--- BEGIN Supplied material ---
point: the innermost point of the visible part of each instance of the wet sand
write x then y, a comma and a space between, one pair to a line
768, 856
--- END Supplied material ---
--- BEGIN Supplied material ---
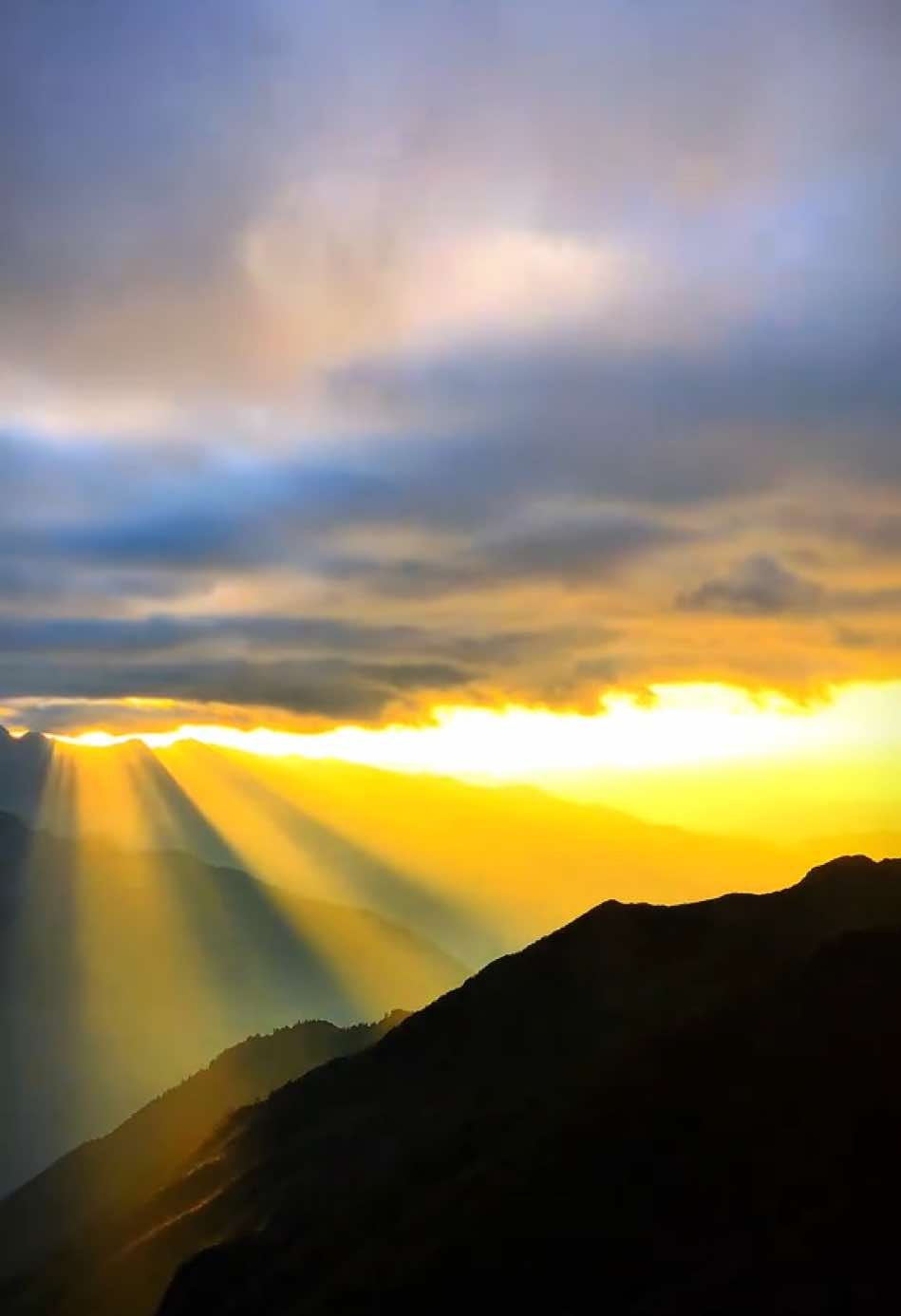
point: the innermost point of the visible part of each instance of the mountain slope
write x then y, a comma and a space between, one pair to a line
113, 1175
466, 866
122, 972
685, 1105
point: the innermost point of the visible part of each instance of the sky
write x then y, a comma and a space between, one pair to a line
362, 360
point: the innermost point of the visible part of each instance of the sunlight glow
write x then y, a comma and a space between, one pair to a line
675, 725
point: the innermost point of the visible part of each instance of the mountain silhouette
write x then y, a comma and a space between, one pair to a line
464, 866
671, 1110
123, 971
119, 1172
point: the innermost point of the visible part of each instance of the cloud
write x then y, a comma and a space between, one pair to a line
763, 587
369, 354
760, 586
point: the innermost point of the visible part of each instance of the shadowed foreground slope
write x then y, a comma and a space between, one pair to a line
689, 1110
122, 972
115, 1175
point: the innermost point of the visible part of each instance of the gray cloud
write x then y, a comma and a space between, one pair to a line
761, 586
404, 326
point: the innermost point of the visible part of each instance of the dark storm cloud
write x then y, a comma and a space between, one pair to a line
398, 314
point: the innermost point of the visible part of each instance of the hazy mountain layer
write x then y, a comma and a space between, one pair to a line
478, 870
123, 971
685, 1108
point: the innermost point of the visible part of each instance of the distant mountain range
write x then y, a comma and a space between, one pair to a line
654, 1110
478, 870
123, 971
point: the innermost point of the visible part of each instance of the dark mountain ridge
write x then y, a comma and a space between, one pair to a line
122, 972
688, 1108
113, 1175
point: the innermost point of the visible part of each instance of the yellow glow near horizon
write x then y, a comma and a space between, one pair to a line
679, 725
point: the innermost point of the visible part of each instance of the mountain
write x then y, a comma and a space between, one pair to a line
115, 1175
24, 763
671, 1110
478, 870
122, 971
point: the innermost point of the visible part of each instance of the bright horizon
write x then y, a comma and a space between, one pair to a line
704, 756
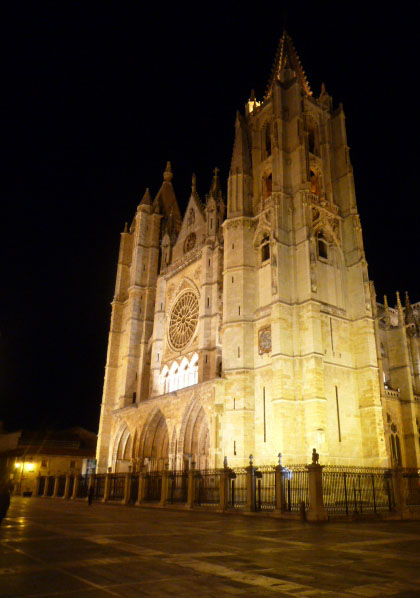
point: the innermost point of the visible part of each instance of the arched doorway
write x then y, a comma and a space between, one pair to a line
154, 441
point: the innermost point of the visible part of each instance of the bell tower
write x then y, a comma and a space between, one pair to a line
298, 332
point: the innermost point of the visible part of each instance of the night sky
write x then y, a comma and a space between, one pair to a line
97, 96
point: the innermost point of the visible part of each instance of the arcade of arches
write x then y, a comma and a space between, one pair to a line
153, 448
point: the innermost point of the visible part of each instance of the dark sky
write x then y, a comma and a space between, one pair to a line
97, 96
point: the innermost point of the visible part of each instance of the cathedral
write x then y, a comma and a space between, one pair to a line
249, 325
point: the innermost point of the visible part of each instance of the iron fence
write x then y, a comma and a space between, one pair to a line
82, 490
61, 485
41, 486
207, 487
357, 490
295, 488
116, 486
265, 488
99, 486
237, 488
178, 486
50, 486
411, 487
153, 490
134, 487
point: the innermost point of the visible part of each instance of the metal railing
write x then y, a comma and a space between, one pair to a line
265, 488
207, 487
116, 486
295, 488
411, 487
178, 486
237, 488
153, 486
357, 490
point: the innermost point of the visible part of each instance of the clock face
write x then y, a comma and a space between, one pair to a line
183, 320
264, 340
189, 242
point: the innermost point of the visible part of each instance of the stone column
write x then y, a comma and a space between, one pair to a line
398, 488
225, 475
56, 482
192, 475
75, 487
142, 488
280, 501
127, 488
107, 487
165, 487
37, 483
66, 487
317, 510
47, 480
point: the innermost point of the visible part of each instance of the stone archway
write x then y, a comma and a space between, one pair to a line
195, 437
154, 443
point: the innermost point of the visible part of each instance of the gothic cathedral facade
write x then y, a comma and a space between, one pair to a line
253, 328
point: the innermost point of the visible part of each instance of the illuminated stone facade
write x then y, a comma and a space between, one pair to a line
--- END Supplied material ---
--- BEGIN Supplied material ---
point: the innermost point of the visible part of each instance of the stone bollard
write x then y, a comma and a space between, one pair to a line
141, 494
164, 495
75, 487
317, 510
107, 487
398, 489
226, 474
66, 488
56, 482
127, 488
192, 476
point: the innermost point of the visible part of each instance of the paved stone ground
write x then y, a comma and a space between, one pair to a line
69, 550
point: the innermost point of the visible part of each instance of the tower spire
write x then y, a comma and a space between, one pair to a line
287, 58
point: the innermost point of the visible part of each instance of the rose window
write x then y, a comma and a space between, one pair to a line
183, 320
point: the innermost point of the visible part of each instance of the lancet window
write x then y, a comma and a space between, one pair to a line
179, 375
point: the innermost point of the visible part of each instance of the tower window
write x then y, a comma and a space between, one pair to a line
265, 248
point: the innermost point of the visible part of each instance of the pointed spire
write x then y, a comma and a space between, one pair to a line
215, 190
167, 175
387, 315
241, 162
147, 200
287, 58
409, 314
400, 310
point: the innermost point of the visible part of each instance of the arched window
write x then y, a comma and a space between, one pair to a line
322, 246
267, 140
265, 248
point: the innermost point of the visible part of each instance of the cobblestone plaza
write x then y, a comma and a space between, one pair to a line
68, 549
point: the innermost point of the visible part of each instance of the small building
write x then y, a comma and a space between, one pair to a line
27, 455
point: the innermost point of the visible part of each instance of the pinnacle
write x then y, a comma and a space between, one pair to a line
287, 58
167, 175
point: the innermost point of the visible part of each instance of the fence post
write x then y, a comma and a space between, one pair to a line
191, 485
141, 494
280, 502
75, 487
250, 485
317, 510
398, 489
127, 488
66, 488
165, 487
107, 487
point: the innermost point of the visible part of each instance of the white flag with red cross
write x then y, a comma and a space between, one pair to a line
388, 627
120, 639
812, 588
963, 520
--- END Supplied material ---
**Objective:** Which lines of the records contain the word "tower"? Report each one in full.

**Complete response:**
point: the innermost point of the visible part of each instance of the bell tower
point: the innermost point of the visible part of each instance of the tower spire
point: the innermost point of the visible part of each instance of the tower window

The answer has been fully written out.